» **Referring expression data**
━━━━━━━━━━
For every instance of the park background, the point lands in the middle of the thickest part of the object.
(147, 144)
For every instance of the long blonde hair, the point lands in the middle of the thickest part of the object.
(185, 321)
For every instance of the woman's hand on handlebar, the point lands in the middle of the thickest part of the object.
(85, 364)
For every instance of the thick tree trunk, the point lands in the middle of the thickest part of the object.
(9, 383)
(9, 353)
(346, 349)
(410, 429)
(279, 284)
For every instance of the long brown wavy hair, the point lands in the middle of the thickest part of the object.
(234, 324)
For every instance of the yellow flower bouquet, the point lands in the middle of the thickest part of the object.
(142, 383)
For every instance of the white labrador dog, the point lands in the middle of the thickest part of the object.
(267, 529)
━━━━━━━━━━
» **Action item**
Each entry should be duplicated exactly as it was given.

» **Solution to this task**
For every instance of the park background, the point lands in the middle of the thickest part of the object.
(147, 144)
For every instance of the long blonde hair, the point lands in the middle of the thickest part of the object.
(185, 321)
For every instance of the woman's hand on handlebar, the point lands in the middle of the thickest part of the object.
(85, 364)
For every instance of the thick tree trunk, the point lands in the middle of the thickest part of the object.
(9, 383)
(9, 353)
(346, 349)
(410, 429)
(279, 284)
For every instance of the long brown wavy hair, the point lands in the middle of the thickest part of the object.
(234, 324)
For every instance of the yellow flower bouquet, the point lands in the middle of the thickest part of the object.
(142, 383)
For every instance of the white labrador dog, the point lands in the middle of the thickest part of the object.
(267, 529)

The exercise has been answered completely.